Mnemosyne has been on fire in comments regarding what to do when you think an insurance company is screwing you over:
Assuming he hasn’t been able to appeal successfully to his insurance company, I’ve been strongly encouraging people to file complaints with their local insurance regulators and with HHS. …It’s really, really important to let the state and federal regulators know whenever an insurance company does something hinky, because if consumers don’t report it, they won’t know….
I say, complain anyway. Make them explain to the state and to the federal government that it was someone else’s fault while providing boatloads of documentation. My husband works in healthcare and whenever a state regulator shows up, it’s a really big deal.
Am I advocating that you be a nuisance and make the state investigate things that are probably legal on paper just to annoy the insurance company? Yep!
She is exactly right. If you are unhappy with your insurance company complain. If the front line staff can’t satisfy you, complain some more. If the management staff can’t satisfy you, complain to the c-level while CC’ing your complaint to the state regulator, the local newspaper, local competitors and the effectively annoying investigative reporter. Even if what the insurance company is doing is legal, at that point, the Andy Rooney rule comes into play — C level execs don’t want to be chased down the hallway by Andy Rooney and the 60 Minutes camera crew, so a solution will often be found.

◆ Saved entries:
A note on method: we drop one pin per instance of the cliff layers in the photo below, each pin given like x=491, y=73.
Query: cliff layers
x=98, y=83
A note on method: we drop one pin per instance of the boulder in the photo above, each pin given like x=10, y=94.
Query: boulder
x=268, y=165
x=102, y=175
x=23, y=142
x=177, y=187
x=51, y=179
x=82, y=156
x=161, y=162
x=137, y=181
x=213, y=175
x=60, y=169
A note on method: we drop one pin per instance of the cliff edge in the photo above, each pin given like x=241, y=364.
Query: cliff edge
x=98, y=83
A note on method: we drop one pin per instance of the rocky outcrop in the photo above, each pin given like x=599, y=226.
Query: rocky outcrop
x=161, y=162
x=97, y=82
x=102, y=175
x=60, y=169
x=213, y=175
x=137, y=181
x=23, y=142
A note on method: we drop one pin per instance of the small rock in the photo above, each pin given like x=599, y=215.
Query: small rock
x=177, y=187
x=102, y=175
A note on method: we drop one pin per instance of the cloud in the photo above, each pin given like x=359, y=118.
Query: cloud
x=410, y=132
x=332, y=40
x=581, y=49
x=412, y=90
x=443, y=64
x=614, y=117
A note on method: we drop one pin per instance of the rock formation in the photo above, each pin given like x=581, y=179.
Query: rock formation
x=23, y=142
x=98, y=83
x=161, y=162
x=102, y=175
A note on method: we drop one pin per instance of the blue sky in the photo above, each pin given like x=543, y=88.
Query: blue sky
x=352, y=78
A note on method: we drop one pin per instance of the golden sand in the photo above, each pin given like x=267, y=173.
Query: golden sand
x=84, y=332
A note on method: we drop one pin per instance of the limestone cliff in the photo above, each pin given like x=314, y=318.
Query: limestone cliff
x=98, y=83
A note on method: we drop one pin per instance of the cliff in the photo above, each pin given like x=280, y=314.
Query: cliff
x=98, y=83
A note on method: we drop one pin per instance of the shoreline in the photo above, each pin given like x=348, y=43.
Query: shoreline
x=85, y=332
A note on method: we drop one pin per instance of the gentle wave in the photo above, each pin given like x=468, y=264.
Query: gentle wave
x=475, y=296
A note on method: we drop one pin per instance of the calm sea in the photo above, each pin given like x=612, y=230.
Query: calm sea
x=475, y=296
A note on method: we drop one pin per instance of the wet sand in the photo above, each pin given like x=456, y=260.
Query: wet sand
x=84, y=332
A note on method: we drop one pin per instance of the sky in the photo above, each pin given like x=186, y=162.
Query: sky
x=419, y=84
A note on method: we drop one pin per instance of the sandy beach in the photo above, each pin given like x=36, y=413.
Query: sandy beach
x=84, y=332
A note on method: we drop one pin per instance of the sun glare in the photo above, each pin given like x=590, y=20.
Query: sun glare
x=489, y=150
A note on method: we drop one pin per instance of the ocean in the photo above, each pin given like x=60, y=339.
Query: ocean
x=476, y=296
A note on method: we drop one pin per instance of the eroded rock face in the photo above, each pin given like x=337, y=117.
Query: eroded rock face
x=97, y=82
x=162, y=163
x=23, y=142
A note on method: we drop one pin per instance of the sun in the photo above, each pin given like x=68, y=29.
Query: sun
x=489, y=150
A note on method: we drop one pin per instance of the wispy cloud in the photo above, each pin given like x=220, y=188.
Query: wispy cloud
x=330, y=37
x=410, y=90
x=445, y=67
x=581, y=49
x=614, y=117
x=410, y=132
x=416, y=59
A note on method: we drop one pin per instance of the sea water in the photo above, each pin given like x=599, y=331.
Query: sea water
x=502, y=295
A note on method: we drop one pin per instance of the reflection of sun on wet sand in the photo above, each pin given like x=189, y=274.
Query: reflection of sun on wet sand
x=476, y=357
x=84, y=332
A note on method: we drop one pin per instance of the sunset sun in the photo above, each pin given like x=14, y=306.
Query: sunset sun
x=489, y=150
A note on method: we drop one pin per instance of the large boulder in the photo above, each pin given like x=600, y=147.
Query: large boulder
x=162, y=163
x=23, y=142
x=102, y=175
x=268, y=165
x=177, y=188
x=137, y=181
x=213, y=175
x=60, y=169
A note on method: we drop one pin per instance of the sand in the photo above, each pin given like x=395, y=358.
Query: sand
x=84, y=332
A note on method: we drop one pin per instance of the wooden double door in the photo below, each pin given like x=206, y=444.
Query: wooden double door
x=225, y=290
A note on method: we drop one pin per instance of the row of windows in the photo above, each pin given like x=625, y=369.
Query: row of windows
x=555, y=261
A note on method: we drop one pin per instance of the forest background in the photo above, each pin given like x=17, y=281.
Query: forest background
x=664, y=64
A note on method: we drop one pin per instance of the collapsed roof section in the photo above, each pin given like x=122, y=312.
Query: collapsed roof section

◆ Using the information:
[1] In the insurance complaint post, what field does Mnemosyne's husband work in?
[2] Write a continuation of the insurance complaint post, starting after its final sentence.
The records were taken from a separate source.

◆ Expected outputs:
[1] He works in healthcare.

[2]
A short story here — as part of the Mayhew Insurance Exchange offerings, we offer a very narrow network product. It is fundamentally designed to keep people away from an expensive chain of hospitals. All of the marketing material has 72 point warnings saying that we won’t cover non-emergency services at That National Hospital Chain. Someone bought that product and then three weeks later had an elective surgery at That National Hosptial Chain. The individual in question had received a denial of authorization and a follow-up phone call to say that the surgery would be authorized at the other three hospitals the surgeon had privileges at, but not at Hospital X. The bill was denied as out of network, and the person started to complain that we engaged in unfair and deceptive advertising.
The complaint escalated to the C-level and local reporters within a week, and there was a massive meeting to determine if we unfairly screwed the person over. Legal was of the opinion that we were in the clear, and marketing/PR ran the calculation that is was cheaper for us to pay the claim then to take the hit from several thousand pissed off words in the local paper. We paid the claim as if the member was in network.